**** Text block ****
Google Docs makes it much easier for me to conduct Writing Workshop because the student whose paper we are workshopping can have it open in Google Docs and make suggested edits on the fly as we discuss the paper and can take notes on others that he/she needs to consider.

At this stage, we are not sharing our documents with each other. Rather, one student’s essay is projected on the screen, and both the student and I have the doc open so that we can both add the peers’ comments and suggestions. Later, we may decide to share docs as we build our community of writers and gain that trust.

Today, we workshopped a student’s paper. He did a fabulous job integrating quotes, which allowed us all the opportunity to learn. I mean, it really was masterful. His title was clever, but we wondered if it really fit the ideas expressed in the essay, which was an analysis of John Updike’s short story “A&P.” The image of the customers as “sheep” mindlessly pushing their carts through the aisles really appealed to this student, and he wanted to work the image of the sheep into the title. In his paper, he argued that the protagonist, Sammy, made an unwise decision in quitting his job. I should mention that each trimester, all students taking a particular course, in this case World Literature II, write on the same given prompt, which we call a common prompt. The common prompt for this trimester asked students to determine whether or not they felt Sammy made the right decision in quitting his job, and yes, either yes or no can be argued successfully based on the text.

We began, as before, by asking the student to identify his goal for the writing and what, in particular, he especially wanted feedback on. Then we read the essay as a whole, commenting on what we liked and noticed and on what questions we had. Then we read almost sentence by sentence.
****
Assignment 1
According to the passage on Writing Workshop, why does Google Docs make the workshop easier to run? Answer in one to three sentences.
Assignment 2
Can you quote the passage on Writing Workshop word for word, starting with "At this stage, we" and going on through "gain that trust."?
None of the entries has anything to do with the passage on Writing Workshop.
**** Provided data ****
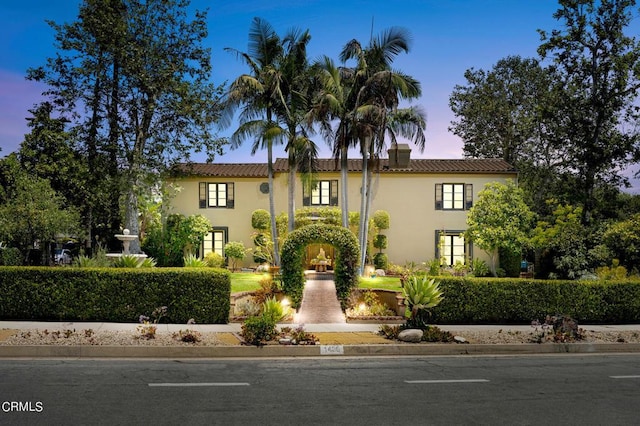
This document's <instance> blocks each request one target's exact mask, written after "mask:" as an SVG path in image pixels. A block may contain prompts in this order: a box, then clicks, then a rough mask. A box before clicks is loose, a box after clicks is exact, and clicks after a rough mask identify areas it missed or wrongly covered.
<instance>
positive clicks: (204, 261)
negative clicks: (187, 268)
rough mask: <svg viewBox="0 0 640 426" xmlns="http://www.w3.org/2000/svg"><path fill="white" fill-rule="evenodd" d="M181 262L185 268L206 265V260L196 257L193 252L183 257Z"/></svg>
mask: <svg viewBox="0 0 640 426" xmlns="http://www.w3.org/2000/svg"><path fill="white" fill-rule="evenodd" d="M182 263H183V264H184V267H185V268H204V267H205V266H207V262H205V261H204V260H202V259H198V258H197V257H195V256H194V255H193V254H190V255H188V256H185V257H183V258H182Z"/></svg>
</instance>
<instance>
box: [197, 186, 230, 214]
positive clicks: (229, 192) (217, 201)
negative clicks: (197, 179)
mask: <svg viewBox="0 0 640 426" xmlns="http://www.w3.org/2000/svg"><path fill="white" fill-rule="evenodd" d="M233 190H234V185H233V183H212V182H200V201H199V204H200V208H207V207H213V208H223V209H224V208H227V209H232V208H233V207H234V193H233Z"/></svg>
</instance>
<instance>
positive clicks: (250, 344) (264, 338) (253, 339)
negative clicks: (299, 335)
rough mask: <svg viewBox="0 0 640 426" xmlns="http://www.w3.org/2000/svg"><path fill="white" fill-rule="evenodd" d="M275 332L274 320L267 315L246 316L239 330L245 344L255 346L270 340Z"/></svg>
mask: <svg viewBox="0 0 640 426" xmlns="http://www.w3.org/2000/svg"><path fill="white" fill-rule="evenodd" d="M276 334H277V332H276V321H275V320H274V319H273V318H272V317H270V316H268V315H260V316H256V317H250V318H247V319H246V320H245V321H244V323H243V324H242V330H241V332H240V336H241V337H242V339H243V340H244V341H245V342H246V343H247V344H250V345H255V346H260V345H262V344H263V343H264V342H268V341H269V340H272V339H273V338H274V337H275V336H276Z"/></svg>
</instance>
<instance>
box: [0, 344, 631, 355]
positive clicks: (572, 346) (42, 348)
mask: <svg viewBox="0 0 640 426" xmlns="http://www.w3.org/2000/svg"><path fill="white" fill-rule="evenodd" d="M566 353H572V354H596V353H601V354H602V353H640V343H566V344H563V343H543V344H536V343H531V344H529V343H522V344H424V343H419V344H402V345H388V344H385V345H344V346H343V345H316V346H284V345H277V346H271V345H268V346H263V347H254V346H199V347H185V346H89V345H79V346H55V345H34V346H27V345H24V346H0V358H201V359H204V358H280V357H335V356H351V357H364V356H443V355H535V354H566Z"/></svg>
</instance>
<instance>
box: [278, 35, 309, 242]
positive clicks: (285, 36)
mask: <svg viewBox="0 0 640 426" xmlns="http://www.w3.org/2000/svg"><path fill="white" fill-rule="evenodd" d="M310 40H311V35H310V34H309V31H308V30H306V31H304V32H300V30H298V29H295V28H294V29H292V30H290V31H289V32H288V34H287V35H286V36H285V37H284V39H283V45H284V56H283V59H282V67H281V69H282V76H283V79H282V81H283V84H282V93H283V96H282V98H283V99H284V102H285V103H284V104H282V105H280V106H279V108H278V117H279V119H280V121H281V122H282V123H283V125H284V127H285V128H286V137H287V146H286V149H285V150H286V151H287V154H288V165H289V178H288V209H287V216H288V230H289V232H291V231H293V229H294V225H295V188H296V178H297V174H298V171H301V172H302V178H303V183H304V182H305V181H306V180H307V177H308V176H310V174H312V173H313V172H314V171H315V170H316V159H317V157H318V147H317V146H316V144H315V143H314V142H313V141H312V140H311V139H310V138H309V135H310V134H312V133H313V127H312V123H308V122H307V117H308V112H309V109H310V108H311V100H312V98H313V95H314V93H315V91H316V84H315V82H316V80H315V79H314V76H313V74H312V71H311V69H310V68H309V62H308V60H307V44H308V43H309V41H310Z"/></svg>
****
Exercise output 1
The student whose paper is being workshopped can keep it open in Google Docs and make suggested edits on the fly while the class discusses it. The student can also take notes on other points that he or she needs to consider.

Exercise output 2
At this stage, we are not sharing our documents with each other. Rather, one student’s essay is projected on the screen, and both the student and I have the doc open so that we can both add the peers’ comments and suggestions. Later, we may decide to share docs as we build our community of writers and gain that trust.